Selected excerpt:
>>>>>

Finally, running the above analysis script also produces a (t-SNE) visualization of the estimated rate codes related to the model’s internal/hidden layer (made up of $1000$ SLIF cells) similar to the one below:

Intriguingly, we see that the latent codes represented by the BFA-SNN’s hidden layer spikes yield a rather (piecewise) linearly-separable transformation of the input digits, making the process of mapping inputs to label vectors much easier for the model’s second layer of classification LIF units. Note that, in the BFA_SNN model exhibit class, we estimated rate codes to produce this plot by converting a spike train of the SNN for each and every sample as follows:

\[ \mathbf{z}^{1,i} = \frac{\gamma}{(T-T_{nl})} \sum^T_{t=T_{nl}} \mathbf{s}^{1,i}(t). \]

where the superscript $i$ indexes the $i$ sample sensory data pattern.

One particularly noteworthy difference between the exhibit model and the one reported in [1] is that our BFA-SNN directly processes Bernoulli spike trains whereas the original focused on processing the raw real-valued pattern vectors, i.e., copying the input x to each time step (note that this could be done by replacing our input BernoulliCell with a RateCell that has its tau_m time constant set to 0). One notable limitation of both our model and the [1] model is that both allow the signs of synaptic weights to change throughout the course of learning, i.e., an initially non-negative valued synapse could, at one point in training, become negative, which is biologically-implausible as synapses should have positive values and a fixed population of excitatory and inhibitory neurons should do the work of amplification and depression (something that our Diehl and Cook model exhibit directly adheres to).

<<<<<

Raw data:
>>>>>

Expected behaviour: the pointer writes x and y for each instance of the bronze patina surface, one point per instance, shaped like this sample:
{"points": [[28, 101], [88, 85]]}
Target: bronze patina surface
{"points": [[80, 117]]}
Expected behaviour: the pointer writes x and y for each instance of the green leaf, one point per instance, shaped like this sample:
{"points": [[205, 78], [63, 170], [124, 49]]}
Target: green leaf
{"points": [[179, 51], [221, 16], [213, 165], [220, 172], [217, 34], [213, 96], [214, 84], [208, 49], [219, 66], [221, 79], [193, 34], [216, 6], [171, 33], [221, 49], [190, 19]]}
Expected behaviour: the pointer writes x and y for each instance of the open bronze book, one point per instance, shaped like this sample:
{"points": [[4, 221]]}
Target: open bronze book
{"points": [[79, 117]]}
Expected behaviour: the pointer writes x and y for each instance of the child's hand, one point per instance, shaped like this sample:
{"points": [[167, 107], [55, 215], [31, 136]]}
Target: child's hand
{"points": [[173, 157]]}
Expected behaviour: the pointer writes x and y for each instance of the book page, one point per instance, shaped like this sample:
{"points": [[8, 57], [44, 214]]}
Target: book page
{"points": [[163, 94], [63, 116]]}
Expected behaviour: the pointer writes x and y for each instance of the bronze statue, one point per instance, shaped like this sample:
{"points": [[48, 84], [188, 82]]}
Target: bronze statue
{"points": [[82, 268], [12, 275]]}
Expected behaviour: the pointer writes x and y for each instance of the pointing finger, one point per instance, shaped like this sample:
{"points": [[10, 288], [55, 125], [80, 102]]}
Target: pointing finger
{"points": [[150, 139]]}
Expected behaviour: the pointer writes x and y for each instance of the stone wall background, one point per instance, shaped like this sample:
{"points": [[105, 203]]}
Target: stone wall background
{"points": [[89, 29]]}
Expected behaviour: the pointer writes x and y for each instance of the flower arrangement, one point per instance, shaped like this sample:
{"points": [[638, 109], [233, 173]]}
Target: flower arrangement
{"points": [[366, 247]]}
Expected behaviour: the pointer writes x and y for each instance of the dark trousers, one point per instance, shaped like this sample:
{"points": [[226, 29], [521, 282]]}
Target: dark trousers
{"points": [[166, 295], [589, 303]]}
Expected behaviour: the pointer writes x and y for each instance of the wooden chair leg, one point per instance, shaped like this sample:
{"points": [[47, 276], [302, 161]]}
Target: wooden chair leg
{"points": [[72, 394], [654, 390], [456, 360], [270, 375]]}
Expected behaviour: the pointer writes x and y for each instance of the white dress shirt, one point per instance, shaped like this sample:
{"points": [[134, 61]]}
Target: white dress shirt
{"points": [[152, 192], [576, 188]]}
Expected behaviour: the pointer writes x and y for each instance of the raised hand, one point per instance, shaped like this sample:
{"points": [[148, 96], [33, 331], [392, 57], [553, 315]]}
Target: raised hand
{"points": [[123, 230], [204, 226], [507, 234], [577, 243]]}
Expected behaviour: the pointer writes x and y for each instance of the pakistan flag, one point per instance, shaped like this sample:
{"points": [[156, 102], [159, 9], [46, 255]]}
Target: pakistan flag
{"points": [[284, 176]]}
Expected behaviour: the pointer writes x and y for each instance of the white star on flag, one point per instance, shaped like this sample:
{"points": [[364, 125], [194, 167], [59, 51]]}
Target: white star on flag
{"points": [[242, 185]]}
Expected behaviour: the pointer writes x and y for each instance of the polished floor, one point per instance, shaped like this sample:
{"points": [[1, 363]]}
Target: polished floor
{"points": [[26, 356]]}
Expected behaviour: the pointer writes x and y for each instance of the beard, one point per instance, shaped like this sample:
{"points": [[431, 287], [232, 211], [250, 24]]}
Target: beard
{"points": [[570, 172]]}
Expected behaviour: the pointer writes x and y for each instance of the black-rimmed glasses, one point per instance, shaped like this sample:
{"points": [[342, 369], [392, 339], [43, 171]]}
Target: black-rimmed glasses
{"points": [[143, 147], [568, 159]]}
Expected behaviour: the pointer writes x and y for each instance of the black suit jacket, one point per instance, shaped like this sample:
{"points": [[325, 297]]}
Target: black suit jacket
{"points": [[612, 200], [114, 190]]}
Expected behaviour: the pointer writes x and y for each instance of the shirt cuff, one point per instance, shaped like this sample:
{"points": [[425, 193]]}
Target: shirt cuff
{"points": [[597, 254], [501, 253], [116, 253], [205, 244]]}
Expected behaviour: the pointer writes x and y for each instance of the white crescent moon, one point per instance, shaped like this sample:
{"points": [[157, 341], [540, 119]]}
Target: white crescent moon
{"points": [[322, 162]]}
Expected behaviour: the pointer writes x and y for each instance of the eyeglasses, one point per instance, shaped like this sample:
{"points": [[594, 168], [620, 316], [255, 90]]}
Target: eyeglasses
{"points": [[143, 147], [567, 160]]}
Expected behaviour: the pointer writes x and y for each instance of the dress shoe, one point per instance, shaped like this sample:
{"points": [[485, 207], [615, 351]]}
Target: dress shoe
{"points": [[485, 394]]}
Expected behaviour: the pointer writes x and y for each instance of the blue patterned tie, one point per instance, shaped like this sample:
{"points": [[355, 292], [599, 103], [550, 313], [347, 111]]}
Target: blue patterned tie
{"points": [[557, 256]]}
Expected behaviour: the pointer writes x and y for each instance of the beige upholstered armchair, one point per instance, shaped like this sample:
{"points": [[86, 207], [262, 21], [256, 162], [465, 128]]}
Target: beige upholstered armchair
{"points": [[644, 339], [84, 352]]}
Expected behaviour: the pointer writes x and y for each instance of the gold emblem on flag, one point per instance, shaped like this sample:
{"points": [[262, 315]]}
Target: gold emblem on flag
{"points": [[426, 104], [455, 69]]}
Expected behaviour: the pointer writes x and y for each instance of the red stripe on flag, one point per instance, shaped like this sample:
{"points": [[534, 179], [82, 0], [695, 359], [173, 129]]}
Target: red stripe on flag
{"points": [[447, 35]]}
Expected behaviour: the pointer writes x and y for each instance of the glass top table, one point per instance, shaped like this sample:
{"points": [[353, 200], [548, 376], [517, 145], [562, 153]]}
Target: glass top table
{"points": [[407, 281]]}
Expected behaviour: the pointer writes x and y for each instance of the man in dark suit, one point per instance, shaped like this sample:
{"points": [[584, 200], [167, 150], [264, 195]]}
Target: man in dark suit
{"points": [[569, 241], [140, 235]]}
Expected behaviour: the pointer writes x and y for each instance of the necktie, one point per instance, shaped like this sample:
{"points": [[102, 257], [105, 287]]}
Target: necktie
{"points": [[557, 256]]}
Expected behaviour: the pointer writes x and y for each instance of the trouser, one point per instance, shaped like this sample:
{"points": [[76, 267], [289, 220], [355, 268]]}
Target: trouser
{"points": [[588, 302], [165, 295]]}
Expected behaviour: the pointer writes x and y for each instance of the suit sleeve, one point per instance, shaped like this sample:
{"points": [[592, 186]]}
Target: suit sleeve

<<<<<

Questions:
1. In the BFA-SNN excerpt, how many SLIF cells make up the model's hidden layer?
2. Rewrite the stretch of the BFA-SNN excerpt from "Intriguingly, we see" through "sensory data pattern.", replacing "digits" with "images".

Answers for this exercise:
1. 1000 SLIF cells.

2.
Intriguingly, we see that the latent codes represented by the BFA-SNN’s hidden layer spikes yield a rather (piecewise) linearly-separable transformation of the input images, making the process of mapping inputs to label vectors much easier for the model’s second layer of classification LIF units. Note that, in the BFA_SNN model exhibit class, we estimated rate codes to produce this plot by converting a spike train of the SNN for each and every sample as follows:

\[ \mathbf{z}^{1,i} = \frac{\gamma}{(T-T_{nl})} \sum^T_{t=T_{nl}} \mathbf{s}^{1,i}(t). \]

where the superscript $i$ indexes the $i$ sample sensory data pattern.